Führe sämtliche Personen auf, die im nachstehenden Text zum Marathonjahr 2008 namentlich genannt werden.

■ **VORGEGEBENER TEXT**
******

Haile hat bereits angekündigt im Januar 2009 wieder in Dubai an den Start zu gehen, mit dem Ziel seine Bestmarke erneut zu steigern.
Ein Jahr der Superlative – Blick auf die internationale Marathonszene im Jahr 2008 – Helmut Winter zieht Bilanz
Was sich bereits in der ersten Hälfte des Jahres 2008 andeutete, setzte sich im zweiten Halbjahr konsequent fort: 2008 wird als ein Jahr der Superlative in die Geschichte des Marathonlaufs eingehen. Gekrönt wurden die Entwicklungen natürlich durch den phantastischen neuen Weltrekord von Haile Gebrselassie, der mit 2:03:59 beim 35. Berlin-Marathon die 2:04 Barriere erstmals unterbot und nun mit den drei schnellsten jemals im Marathon der Männer erzielten Zeiten eine Klasse für sich darstellt (mit einem Dreier-Mittel von 2:04:26 liegt er deutlich vor Paul Tergat mit 2:05:40 und Khalid Khannouchi mit 2:05:45).

******

■ **INHALT DES DATENSATZES**

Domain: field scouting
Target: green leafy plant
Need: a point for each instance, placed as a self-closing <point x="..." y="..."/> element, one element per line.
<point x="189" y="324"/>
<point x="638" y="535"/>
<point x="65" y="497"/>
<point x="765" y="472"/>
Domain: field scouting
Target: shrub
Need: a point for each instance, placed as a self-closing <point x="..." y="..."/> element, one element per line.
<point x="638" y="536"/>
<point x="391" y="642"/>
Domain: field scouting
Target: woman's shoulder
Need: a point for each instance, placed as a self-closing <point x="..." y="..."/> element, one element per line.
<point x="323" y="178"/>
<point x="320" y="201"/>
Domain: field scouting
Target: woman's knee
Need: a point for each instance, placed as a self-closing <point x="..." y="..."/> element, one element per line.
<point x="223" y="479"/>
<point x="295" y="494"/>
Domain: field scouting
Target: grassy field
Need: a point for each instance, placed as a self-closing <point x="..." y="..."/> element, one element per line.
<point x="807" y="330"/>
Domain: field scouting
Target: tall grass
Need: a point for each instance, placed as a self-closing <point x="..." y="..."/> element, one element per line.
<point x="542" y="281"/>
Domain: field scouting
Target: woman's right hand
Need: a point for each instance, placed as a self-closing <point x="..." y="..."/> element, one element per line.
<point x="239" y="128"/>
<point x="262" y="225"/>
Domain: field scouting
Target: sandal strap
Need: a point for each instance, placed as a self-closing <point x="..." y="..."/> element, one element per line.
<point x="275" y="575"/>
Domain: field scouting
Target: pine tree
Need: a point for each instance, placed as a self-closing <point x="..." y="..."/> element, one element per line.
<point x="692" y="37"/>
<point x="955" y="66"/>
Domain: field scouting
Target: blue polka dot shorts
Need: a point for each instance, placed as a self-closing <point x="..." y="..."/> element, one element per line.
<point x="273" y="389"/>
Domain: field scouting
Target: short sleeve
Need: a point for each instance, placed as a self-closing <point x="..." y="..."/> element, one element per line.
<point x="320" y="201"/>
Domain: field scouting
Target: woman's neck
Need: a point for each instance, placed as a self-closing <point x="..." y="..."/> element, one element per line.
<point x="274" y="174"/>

******

■ **LÖSUNG**
Haile Gebrselassie, Helmut Winter, Paul Tergat, Khalid Khannouchi